***** Text passage

There is nothing it is like to be a bat imo. It might seem that one could somehow "get inside" a bat's brain and experience its sensory inputs but this is imo a result of a fallacious grasp of what experience is.

Hey, think I'm drifting back to Strong AI!

Nick
 
We aquire the cultural labels of our internal states by observing others. The states and introspective capacities are there independent of, and prior to, the aquisition of any learned language. Language itself is merely an evolved capacity of communicating these states among entities which share some [or all] such states in common.

I don't know, Aku. Seems to me like I learned pretty much everything from observation.
 
No. Because we've no physical theory of "private behaviour".

WHAT ?

There is no physical theory of "private behaviour" ???

Come on, westprog. That's a little dishonest of you. We know behaviour exists, and "private" only means it is accessible only to your senses. There is no NEED for a physical theory of "private behaviour". It's not "subjective experience", anymore.
 
WHAT ?

There is no physical theory of "private behaviour" ???

Come on, westprog. That's a little dishonest of you. We know behaviour exists, and "private" only means it is accessible only to your senses. There is no NEED for a physical theory of "private behaviour". It's not "subjective experience", anymore.

I knew there was one comment I had forgotten to address; exactly the right answer, Belz. If we have no physical theory of private behavior, then we have no physical theory of public behavior.

[mad scientist] After all, the nerves are just semipermeable tubes with saline solutions, able to propagate a chemical wave, the heart is just a pump, the kidneys are filters, the spleen is just a plastic bag of miniature marshmallows...[/ms]
 
This is, exactly, why I do not engage in this kind of discussions, as I said before, is like going nuts trying to determine how many angels can dance on the head of a pin...

I have, of course, been accused before of being "Socratic" (reading, my questions are deeply uncomfortable for some), but how can we ever hope to advance if stuff like "consciousness", "feelings", "qualia", and such, are defined by everyone in (sometimes slightly) different way?

I do not believe in consciousness, I do not believe brains are computers, I do not believe computers can have cognition in the way we do. What I believe is that it is an interesting topic, but completely FULL of woo.

**********
***** Source data

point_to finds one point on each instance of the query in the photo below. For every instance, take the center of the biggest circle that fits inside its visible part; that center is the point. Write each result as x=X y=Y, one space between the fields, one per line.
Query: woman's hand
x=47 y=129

**********

- **Exercise brief**: Please list each body part named in the consciousness discussion's "[mad scientist]" passage, along with what that passage says it is.

- **Reply**:
- Nerves: semipermeable tubes with saline solutions, able to propagate a chemical wave
- Heart: a pump
- Kidneys: filters
- Spleen: a plastic bag of miniature marshmallows